[Collected data]
= Beginning of Section =
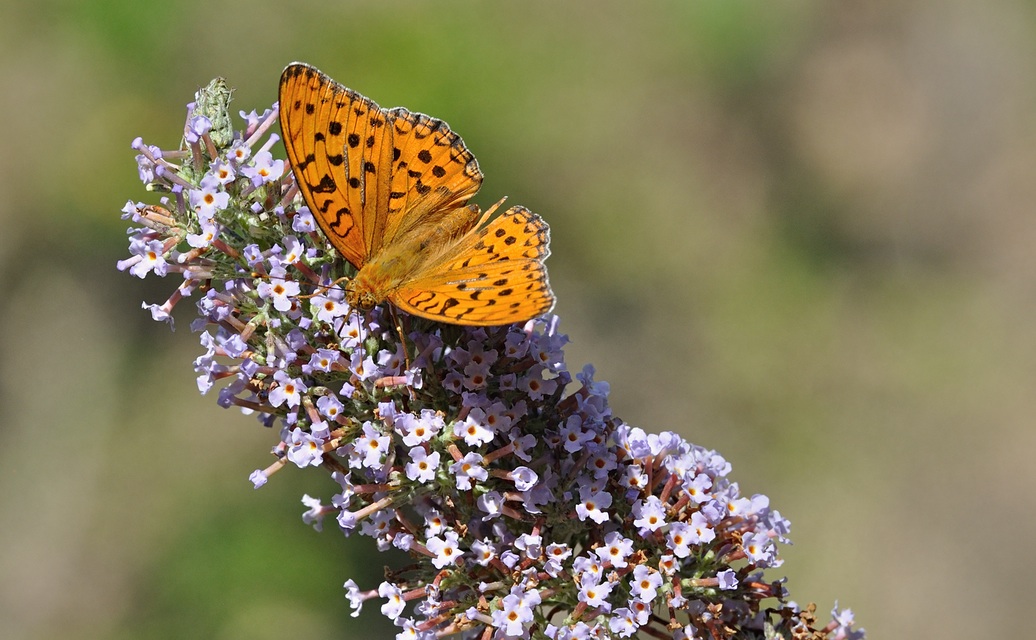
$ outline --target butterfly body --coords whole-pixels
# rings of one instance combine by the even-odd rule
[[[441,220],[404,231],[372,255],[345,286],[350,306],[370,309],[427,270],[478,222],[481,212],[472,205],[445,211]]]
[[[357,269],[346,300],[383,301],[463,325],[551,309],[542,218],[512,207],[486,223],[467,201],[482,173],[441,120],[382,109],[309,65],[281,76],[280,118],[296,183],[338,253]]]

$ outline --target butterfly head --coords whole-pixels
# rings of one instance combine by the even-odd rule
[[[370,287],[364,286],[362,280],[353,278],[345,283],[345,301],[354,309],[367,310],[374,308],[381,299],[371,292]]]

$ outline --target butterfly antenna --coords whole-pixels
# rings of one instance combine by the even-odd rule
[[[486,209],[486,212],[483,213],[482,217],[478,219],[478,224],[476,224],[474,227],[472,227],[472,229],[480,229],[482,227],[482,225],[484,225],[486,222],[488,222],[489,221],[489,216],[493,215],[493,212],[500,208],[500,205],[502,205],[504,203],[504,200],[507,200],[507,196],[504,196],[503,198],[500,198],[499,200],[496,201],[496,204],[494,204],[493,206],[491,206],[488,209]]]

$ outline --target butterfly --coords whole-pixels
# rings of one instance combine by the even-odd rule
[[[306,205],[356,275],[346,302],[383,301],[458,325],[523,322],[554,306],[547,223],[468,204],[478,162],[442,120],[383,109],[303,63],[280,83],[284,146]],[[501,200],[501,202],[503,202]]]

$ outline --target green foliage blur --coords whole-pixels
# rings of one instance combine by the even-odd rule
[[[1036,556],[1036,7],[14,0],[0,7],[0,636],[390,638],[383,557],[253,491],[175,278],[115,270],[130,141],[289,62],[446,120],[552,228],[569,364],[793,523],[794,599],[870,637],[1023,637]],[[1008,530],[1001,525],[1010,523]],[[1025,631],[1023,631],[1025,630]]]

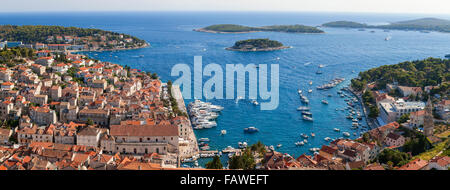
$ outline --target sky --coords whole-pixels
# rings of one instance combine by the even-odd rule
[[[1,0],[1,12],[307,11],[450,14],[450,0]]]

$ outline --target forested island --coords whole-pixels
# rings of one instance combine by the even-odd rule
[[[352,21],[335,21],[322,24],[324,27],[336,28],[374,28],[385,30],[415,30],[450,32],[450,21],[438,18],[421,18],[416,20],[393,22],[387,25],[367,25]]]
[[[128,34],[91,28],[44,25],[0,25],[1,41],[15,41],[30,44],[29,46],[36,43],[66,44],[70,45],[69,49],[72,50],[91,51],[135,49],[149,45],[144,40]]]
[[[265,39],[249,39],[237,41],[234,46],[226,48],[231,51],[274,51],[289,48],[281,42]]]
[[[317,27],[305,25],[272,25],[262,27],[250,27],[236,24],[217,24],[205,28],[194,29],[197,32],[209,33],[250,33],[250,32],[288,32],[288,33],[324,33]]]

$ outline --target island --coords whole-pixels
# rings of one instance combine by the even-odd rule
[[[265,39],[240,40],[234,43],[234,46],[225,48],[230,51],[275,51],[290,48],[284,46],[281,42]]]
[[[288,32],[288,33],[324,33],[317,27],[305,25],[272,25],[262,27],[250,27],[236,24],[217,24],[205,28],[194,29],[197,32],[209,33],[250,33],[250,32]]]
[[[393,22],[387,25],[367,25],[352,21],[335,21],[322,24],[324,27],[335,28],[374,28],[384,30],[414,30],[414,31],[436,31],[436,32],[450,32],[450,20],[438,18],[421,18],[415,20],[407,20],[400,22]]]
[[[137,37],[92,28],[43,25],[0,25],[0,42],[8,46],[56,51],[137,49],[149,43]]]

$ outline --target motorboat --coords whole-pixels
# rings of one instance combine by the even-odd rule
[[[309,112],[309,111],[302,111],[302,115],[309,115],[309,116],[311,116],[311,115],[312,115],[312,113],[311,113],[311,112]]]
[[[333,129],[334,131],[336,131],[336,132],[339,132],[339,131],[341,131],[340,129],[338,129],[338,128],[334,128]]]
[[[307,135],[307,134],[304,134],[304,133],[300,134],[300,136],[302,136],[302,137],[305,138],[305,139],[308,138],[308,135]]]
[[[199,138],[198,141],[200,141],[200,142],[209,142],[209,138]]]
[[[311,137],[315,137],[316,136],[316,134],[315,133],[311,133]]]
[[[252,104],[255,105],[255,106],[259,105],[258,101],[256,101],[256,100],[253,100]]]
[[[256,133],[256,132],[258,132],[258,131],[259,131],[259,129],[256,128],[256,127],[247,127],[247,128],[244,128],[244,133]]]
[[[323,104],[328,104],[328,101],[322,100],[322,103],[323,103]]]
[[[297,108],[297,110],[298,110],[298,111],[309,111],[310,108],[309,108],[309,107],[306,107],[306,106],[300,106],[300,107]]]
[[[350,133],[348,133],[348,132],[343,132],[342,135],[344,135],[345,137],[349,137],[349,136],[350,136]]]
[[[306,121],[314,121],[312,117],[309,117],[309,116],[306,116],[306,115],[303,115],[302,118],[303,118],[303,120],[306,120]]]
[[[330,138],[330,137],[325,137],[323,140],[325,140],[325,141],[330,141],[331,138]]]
= End of Section =
WHAT TO PRODUCE:
Give back the entries verbatim but drop every picture.

ANSWER AREA:
$ outline --target butterfly body --coords whole-pixels
# rings of one instance combine by the even-odd rule
[[[441,220],[404,231],[372,255],[345,286],[350,306],[370,309],[427,270],[478,222],[481,212],[472,205],[445,211]]]
[[[357,269],[346,300],[383,301],[463,325],[551,309],[542,218],[512,207],[486,223],[467,201],[482,173],[441,120],[382,109],[309,65],[281,76],[280,118],[296,183],[338,253]]]

$ outline --target butterfly head --coords whole-pixels
# rings of one instance combine by the even-odd rule
[[[370,287],[364,286],[362,280],[353,278],[345,283],[345,301],[354,309],[367,310],[374,308],[381,299],[371,292]]]

$ outline --target butterfly antenna --coords whole-pixels
# rings of one instance combine by the even-odd rule
[[[486,209],[486,212],[483,213],[482,217],[478,219],[478,224],[476,224],[474,227],[472,227],[472,229],[480,229],[482,227],[482,225],[484,225],[486,222],[488,222],[489,221],[489,216],[493,215],[493,212],[500,208],[500,205],[502,205],[504,203],[504,200],[507,200],[507,196],[504,196],[503,198],[500,198],[499,200],[496,201],[496,204],[494,204],[493,206],[491,206],[488,209]]]

$ outline --target butterfly --coords whole-pixels
# rings of one instance combine by the even-odd rule
[[[306,205],[356,275],[346,302],[383,301],[458,325],[523,322],[554,306],[547,223],[468,204],[478,162],[442,120],[383,109],[303,63],[280,83],[284,146]],[[501,200],[501,202],[503,202]]]

$ outline --target green foliage blur --coords whole-pixels
# rings of one instance combine by the even-odd rule
[[[1036,556],[1036,7],[14,0],[0,7],[0,636],[390,638],[383,557],[253,491],[175,278],[115,270],[130,141],[289,62],[446,120],[552,228],[569,364],[793,523],[794,599],[870,637],[1023,637]],[[1008,530],[1001,525],[1010,523]],[[1025,631],[1023,631],[1025,630]]]

$ outline --target sky --coords whole-pixels
# rings of one instance combine by the even-odd rule
[[[1,0],[1,12],[307,11],[450,14],[450,0]]]

$ outline --target forested island --coords whole-pixels
# rings of one instance combine by the even-odd rule
[[[352,21],[335,21],[322,24],[324,27],[336,28],[374,28],[385,30],[415,30],[450,32],[450,21],[438,18],[421,18],[416,20],[393,22],[387,25],[367,25]]]
[[[128,34],[91,28],[44,25],[0,25],[1,41],[15,41],[30,44],[29,46],[36,43],[66,44],[70,45],[69,49],[72,50],[91,51],[135,49],[149,45],[144,40]]]
[[[265,39],[249,39],[237,41],[234,46],[226,48],[231,51],[274,51],[289,48],[281,42]]]
[[[317,27],[305,25],[272,25],[262,27],[250,27],[236,24],[217,24],[205,28],[194,29],[197,32],[209,33],[250,33],[250,32],[288,32],[288,33],[324,33]]]

$ outline --target island --coords whole-pixels
# rings of one instance combine by the even-odd rule
[[[265,39],[240,40],[234,43],[234,46],[225,48],[230,51],[275,51],[290,48],[284,46],[281,42]]]
[[[288,32],[288,33],[324,33],[317,27],[305,25],[272,25],[262,27],[250,27],[236,24],[217,24],[205,28],[194,29],[197,32],[209,33],[250,33],[250,32]]]
[[[393,22],[387,25],[367,25],[352,21],[335,21],[322,24],[324,27],[335,28],[374,28],[384,30],[414,30],[414,31],[436,31],[436,32],[450,32],[450,20],[438,18],[421,18],[415,20],[407,20],[400,22]]]
[[[137,37],[92,28],[43,25],[0,25],[0,42],[8,46],[56,51],[137,49],[149,43]]]

$ outline --target motorboat --coords whole-pixels
# rings of one instance combine by the even-odd rule
[[[309,112],[309,111],[302,111],[302,115],[309,115],[309,116],[311,116],[311,115],[312,115],[312,113],[311,113],[311,112]]]
[[[333,129],[334,131],[336,131],[336,132],[339,132],[339,131],[341,131],[340,129],[338,129],[338,128],[334,128]]]
[[[307,135],[307,134],[304,134],[304,133],[300,134],[300,136],[302,136],[302,137],[305,138],[305,139],[308,138],[308,135]]]
[[[199,138],[198,141],[200,141],[200,142],[209,142],[209,138]]]
[[[311,137],[315,137],[316,136],[316,134],[315,133],[311,133]]]
[[[252,104],[255,105],[255,106],[259,105],[258,101],[256,101],[256,100],[253,100]]]
[[[256,133],[256,132],[258,132],[258,131],[259,131],[259,129],[256,128],[256,127],[247,127],[247,128],[244,128],[244,133]]]
[[[323,104],[328,104],[328,101],[322,100],[322,103],[323,103]]]
[[[297,108],[297,110],[298,110],[298,111],[309,111],[310,108],[309,108],[309,107],[306,107],[306,106],[300,106],[300,107]]]
[[[350,133],[348,133],[348,132],[343,132],[342,135],[344,135],[345,137],[349,137],[349,136],[350,136]]]
[[[306,121],[314,121],[312,117],[309,117],[309,116],[306,116],[306,115],[303,115],[302,118],[303,118],[303,120],[306,120]]]
[[[330,138],[330,137],[325,137],[323,140],[325,140],[325,141],[330,141],[331,138]]]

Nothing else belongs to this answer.